-- Start DATASET RECORDS --
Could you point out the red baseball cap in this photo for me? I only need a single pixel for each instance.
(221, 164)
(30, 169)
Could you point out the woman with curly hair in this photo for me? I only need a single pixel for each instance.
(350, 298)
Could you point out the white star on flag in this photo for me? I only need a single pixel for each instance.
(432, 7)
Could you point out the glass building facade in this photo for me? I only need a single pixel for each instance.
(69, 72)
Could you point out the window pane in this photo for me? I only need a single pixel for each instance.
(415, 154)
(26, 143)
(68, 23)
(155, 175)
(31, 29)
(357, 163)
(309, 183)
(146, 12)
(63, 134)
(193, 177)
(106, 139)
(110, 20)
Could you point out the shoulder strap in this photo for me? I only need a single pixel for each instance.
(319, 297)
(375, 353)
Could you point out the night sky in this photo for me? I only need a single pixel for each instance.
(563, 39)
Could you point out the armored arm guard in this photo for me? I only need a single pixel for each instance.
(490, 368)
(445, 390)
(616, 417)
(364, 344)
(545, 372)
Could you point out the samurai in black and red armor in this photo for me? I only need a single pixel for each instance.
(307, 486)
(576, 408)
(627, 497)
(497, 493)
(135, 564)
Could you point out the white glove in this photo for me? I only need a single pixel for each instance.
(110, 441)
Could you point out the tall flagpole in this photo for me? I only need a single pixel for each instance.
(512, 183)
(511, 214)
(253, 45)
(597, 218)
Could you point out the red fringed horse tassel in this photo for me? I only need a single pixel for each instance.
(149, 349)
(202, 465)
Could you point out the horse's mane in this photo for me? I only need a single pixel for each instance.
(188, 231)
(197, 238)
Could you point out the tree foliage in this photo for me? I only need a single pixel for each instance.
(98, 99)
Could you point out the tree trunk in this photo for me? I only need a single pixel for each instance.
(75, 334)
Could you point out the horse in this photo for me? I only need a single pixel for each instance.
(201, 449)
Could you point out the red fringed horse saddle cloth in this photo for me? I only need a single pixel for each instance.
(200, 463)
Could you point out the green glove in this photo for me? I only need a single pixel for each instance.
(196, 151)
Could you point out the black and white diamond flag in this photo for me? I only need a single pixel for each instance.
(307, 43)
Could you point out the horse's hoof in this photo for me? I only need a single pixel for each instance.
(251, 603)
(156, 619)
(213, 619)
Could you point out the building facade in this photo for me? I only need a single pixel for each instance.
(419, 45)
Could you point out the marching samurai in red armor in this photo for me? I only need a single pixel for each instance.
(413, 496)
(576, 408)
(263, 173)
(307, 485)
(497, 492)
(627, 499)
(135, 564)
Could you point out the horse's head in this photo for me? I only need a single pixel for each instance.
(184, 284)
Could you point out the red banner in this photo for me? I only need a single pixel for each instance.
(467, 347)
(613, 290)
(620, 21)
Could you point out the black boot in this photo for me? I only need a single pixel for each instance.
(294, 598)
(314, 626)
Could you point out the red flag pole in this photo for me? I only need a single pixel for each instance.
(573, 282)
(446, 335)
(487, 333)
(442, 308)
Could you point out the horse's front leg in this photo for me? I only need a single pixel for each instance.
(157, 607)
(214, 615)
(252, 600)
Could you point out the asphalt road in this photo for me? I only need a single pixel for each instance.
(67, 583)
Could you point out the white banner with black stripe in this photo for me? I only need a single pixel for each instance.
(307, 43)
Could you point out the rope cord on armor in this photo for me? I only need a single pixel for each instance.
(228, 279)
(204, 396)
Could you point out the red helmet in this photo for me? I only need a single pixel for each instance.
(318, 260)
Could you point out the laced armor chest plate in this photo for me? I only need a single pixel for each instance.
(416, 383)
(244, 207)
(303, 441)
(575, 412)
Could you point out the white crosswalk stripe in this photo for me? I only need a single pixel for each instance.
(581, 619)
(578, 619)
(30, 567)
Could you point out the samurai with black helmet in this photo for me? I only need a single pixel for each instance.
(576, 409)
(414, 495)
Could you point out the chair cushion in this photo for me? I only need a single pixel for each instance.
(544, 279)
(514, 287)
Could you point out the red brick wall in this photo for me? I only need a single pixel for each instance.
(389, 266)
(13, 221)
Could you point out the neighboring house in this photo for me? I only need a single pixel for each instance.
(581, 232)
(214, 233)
-- End DATASET RECORDS --
TASK TO COMPLETE
Copy every row of the data listing above word for word, keeping the original order.

OUTPUT BELOW
Could you point out the red baseball cap in this photo for me? I only need a single pixel for each instance.
(221, 164)
(30, 169)
Could you point out the woman with curly hair in this photo for me? I only need a single pixel for each instance.
(350, 298)
Could you point out the white star on flag in this photo for me? I only need a single pixel for each instance.
(432, 7)
Could you point out the glass building facade in this photo for me? I only need a single pixel for each instance.
(69, 72)
Could you point out the window pane in this photo for me? I only need a single pixel for each instance.
(415, 154)
(26, 143)
(68, 23)
(155, 175)
(31, 29)
(357, 163)
(309, 183)
(146, 12)
(63, 134)
(193, 177)
(106, 139)
(110, 20)
Could you point out the shoulder strap in this photo for me? I only need a single pixel for each instance.
(319, 297)
(375, 353)
Could you point out the night sky in this photo for me? I only need a single pixel for each instance.
(563, 39)
Could you point out the armored arm guard in this photo for me? I only need a single pixel for each instance.
(490, 368)
(445, 390)
(616, 417)
(364, 344)
(545, 372)
Could you point out the samurai in black and red armor in this photo for me? I only need a single pixel for each instance.
(307, 486)
(576, 408)
(627, 497)
(497, 493)
(135, 564)
Could you point out the white glove in this photo for me? I only need a single pixel for each instance.
(110, 441)
Could you point out the tall flagpole in this photo for me? I only need a single pixel for each instance.
(512, 183)
(511, 214)
(253, 45)
(597, 218)
Could you point out the red fringed horse tassel in this photo for me? I only need a single pixel for each instance.
(149, 349)
(202, 465)
Could you point out the horse's mane in this photo for me? I only need a single pixel for each instance.
(188, 231)
(197, 238)
Could you point out the tree foliage in this photo for me? I only need a single pixel for each instance.
(98, 99)
Could you point out the tree trunk in this photo for me? I only need a single pixel for each instance.
(75, 334)
Could you point out the horse in this photo for me? I only need a single pixel for each instance.
(201, 449)
Could you point out the red fringed horse saddle cloth in this photo for me? I only need a single pixel for each instance.
(200, 463)
Could you point out the green glove in this photo for me? I only need a single pixel for each instance.
(196, 151)
Could you point out the black and white diamond flag in this photo for me? I only need a single pixel for each instance.
(307, 43)
Could you point out the horse's hoof in this photo for me? I only need a single pixel for each instance.
(251, 603)
(156, 619)
(213, 619)
Could you point out the building facade in this photo for me? I only need a single pixel for each instance.
(419, 45)
Could you point out the marching samurai in red armor in this photo for me? I only need a single pixel for each instance.
(413, 496)
(576, 408)
(263, 173)
(307, 485)
(497, 492)
(627, 499)
(135, 564)
Could you point out the horse's head in this photo for me? I only need a single pixel for each instance.
(184, 284)
Could you point out the red banner in this photo for me? I only need a single pixel for each instance.
(467, 347)
(613, 290)
(620, 21)
Could you point out the black boot in this photo for me? I only need a single pixel for each instance.
(294, 598)
(314, 626)
Could you point out the red flag pole in this photo for me? I only need a single pixel for each instance.
(573, 282)
(446, 335)
(487, 333)
(442, 308)
Could you point out the horse's front leg in this photo for me? I only need a single pixel for each instance.
(157, 607)
(214, 615)
(252, 600)
Could you point out the asphalt road in this photo for me? I only need a single pixel for each instance.
(67, 583)
Could you point out the white banner with black stripe in this photo for me? I only need a single pixel for each instance.
(307, 43)
Could you point out the rope cord on armor in this photo for me? I only need a single pixel for each instance.
(228, 279)
(204, 396)
Could you point out the red helmet in this photo for me? I only need a single pixel for each instance.
(318, 260)
Could you point out the laced armor chest plate in this photo for me? I only need a single pixel for each instance.
(416, 383)
(244, 207)
(303, 441)
(575, 412)
Could you point out the white crosswalk stripe in this photo for me? I only need a single pixel for each instance.
(581, 619)
(578, 619)
(30, 567)
Could you point out the samurai with black helmet in this photo for me? I only need a single pixel for each instance.
(576, 409)
(414, 495)
Could you point out the chair cushion in this photo for me? I only need a single pixel for each instance.
(544, 279)
(514, 287)
Could you point out the red brick wall in this photo for me? I only need a single pixel for each instance.
(389, 266)
(13, 221)
Could you point out the neighboring house in this photo for me? I only need a single pixel for each instance.
(581, 232)
(214, 233)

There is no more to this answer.